::: Supplied entries

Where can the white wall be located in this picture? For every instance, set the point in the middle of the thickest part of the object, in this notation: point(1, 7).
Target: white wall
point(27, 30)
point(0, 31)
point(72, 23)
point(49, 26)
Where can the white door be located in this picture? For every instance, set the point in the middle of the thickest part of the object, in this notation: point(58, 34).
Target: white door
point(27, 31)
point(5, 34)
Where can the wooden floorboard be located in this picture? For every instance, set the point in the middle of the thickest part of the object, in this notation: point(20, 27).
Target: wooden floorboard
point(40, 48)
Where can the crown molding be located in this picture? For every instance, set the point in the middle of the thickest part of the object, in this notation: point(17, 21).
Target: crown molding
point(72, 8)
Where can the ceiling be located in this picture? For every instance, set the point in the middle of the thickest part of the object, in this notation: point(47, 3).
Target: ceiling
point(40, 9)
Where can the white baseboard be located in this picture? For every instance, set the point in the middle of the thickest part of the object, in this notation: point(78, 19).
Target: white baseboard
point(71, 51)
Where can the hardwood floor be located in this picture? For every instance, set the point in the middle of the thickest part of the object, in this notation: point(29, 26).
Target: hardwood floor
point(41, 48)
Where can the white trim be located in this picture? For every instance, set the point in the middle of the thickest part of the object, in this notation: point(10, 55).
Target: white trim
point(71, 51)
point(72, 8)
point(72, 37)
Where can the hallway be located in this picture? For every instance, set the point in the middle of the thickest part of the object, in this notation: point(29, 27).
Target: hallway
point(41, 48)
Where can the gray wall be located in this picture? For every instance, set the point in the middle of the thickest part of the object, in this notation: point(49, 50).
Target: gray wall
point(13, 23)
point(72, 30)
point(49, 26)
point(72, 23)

::::::
::: Supplied entries

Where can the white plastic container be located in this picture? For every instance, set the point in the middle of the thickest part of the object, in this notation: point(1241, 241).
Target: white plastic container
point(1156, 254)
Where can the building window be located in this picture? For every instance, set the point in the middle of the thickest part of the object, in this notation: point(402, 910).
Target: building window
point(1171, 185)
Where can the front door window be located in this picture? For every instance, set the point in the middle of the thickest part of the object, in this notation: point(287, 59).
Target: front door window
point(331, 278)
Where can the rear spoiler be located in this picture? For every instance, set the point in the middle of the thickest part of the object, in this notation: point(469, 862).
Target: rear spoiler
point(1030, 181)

::::::
::: Supplied entries

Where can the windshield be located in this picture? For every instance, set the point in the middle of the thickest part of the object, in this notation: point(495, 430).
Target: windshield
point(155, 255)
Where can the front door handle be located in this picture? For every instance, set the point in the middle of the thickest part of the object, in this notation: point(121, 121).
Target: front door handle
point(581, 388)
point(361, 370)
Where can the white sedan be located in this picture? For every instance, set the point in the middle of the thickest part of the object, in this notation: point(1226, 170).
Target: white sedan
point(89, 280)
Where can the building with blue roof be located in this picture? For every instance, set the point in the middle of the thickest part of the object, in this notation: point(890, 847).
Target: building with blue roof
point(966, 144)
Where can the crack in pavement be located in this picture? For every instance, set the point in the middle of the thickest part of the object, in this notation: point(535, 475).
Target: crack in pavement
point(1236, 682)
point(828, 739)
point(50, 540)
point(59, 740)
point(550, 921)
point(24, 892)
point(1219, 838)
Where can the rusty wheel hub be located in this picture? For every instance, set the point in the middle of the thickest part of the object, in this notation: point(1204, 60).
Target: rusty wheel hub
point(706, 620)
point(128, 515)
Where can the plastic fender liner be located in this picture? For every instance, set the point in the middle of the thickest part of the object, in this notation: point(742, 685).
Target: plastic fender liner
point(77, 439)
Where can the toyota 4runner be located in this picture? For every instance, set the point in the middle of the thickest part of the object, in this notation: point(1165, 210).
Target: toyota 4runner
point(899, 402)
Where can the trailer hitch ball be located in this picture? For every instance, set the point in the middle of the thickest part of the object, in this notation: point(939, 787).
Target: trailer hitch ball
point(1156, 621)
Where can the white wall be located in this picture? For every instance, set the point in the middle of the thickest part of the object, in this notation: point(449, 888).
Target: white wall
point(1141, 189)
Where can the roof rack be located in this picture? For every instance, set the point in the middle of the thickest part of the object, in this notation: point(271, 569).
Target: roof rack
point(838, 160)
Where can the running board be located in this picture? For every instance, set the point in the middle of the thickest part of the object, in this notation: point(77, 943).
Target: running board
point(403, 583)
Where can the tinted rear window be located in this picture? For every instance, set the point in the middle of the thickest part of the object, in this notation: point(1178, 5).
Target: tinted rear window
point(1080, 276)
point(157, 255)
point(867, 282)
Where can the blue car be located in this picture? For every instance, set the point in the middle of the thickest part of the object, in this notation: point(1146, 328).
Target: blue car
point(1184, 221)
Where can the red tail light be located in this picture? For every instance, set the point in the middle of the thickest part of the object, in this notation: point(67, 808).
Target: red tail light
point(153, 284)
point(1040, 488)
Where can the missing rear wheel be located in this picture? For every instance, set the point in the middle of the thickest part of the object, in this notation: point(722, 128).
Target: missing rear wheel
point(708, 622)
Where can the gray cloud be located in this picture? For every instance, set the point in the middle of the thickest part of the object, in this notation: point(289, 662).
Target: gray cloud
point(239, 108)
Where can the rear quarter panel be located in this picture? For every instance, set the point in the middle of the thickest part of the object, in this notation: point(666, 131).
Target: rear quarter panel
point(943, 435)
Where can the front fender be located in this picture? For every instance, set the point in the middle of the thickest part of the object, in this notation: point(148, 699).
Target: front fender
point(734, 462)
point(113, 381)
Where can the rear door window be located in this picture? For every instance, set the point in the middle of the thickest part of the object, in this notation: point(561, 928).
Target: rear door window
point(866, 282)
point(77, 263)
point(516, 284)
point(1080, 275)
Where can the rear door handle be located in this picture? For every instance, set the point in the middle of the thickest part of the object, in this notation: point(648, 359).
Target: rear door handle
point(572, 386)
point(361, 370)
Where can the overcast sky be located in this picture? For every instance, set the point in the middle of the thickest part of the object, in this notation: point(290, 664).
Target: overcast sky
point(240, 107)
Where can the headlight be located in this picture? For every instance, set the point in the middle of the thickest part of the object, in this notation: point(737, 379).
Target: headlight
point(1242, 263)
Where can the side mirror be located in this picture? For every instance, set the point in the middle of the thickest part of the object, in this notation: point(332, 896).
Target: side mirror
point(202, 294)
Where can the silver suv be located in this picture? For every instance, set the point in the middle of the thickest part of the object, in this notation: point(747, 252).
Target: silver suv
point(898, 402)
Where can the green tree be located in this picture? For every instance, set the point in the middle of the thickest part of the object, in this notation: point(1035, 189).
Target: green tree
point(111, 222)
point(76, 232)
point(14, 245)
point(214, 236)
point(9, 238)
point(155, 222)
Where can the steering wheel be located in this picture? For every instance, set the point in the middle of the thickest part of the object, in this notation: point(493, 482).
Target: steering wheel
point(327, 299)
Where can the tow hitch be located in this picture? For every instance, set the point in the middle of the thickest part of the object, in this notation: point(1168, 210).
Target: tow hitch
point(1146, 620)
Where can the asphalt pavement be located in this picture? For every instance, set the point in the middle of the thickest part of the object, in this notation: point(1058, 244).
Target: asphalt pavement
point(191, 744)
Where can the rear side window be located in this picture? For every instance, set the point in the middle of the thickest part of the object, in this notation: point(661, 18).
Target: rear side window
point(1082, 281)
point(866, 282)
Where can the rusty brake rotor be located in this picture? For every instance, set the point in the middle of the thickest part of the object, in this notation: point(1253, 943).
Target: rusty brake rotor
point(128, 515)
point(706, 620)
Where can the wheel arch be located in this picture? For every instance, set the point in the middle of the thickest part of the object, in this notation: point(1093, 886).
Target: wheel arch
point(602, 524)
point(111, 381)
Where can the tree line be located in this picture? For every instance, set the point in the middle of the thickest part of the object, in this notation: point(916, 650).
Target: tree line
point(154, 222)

::::::

Problem statement :: Render the material starting at the line that contains "Where can the windshield" and ending at the line that contains "point(77, 439)" as a Markdown table with the columns Row and Line, numbering each line in order and omitting blank lines.

Solution for this problem ::
| Row | Line |
|---|---|
| 1 | Where can the windshield be located in this picture? For every instance, set the point in the middle of the thickest part of the object, in this notation: point(495, 430). |
| 2 | Target: windshield |
| 3 | point(155, 255) |
| 4 | Where can the front door handle be located in this picture? For every instance, set the point in the middle of the thickest part of the object, in this notation: point(121, 121). |
| 5 | Target: front door handle |
| 6 | point(581, 388) |
| 7 | point(361, 370) |
| 8 | Where can the white sedan be located in this picture? For every instance, set the point in the middle of the thickest part of the object, in this notation: point(1226, 170). |
| 9 | Target: white sedan |
| 10 | point(89, 280) |
| 11 | Where can the building with blue roof be located in this picture? For every instance, set the point in the middle of the thickest part of the object, in this notation: point(890, 847). |
| 12 | Target: building with blue roof |
| 13 | point(966, 144) |
| 14 | Where can the crack in pavement be located in this picture? For every instance, set the point in the middle of the thickest part of the object, in this notation: point(535, 475). |
| 15 | Target: crack in pavement |
| 16 | point(1236, 682) |
| 17 | point(828, 739) |
| 18 | point(50, 540) |
| 19 | point(59, 740) |
| 20 | point(550, 921) |
| 21 | point(24, 892) |
| 22 | point(1219, 838) |
| 23 | Where can the rusty wheel hub be located in this picture? For every instance, set the point in the middle of the thickest part of the object, in this notation: point(1204, 60). |
| 24 | Target: rusty wheel hub |
| 25 | point(706, 620) |
| 26 | point(128, 515) |
| 27 | Where can the plastic fender liner be located in this picture? For every instance, set the point in the middle of the thickest part of the object, in this notation: point(742, 685). |
| 28 | Target: plastic fender liner |
| 29 | point(77, 439) |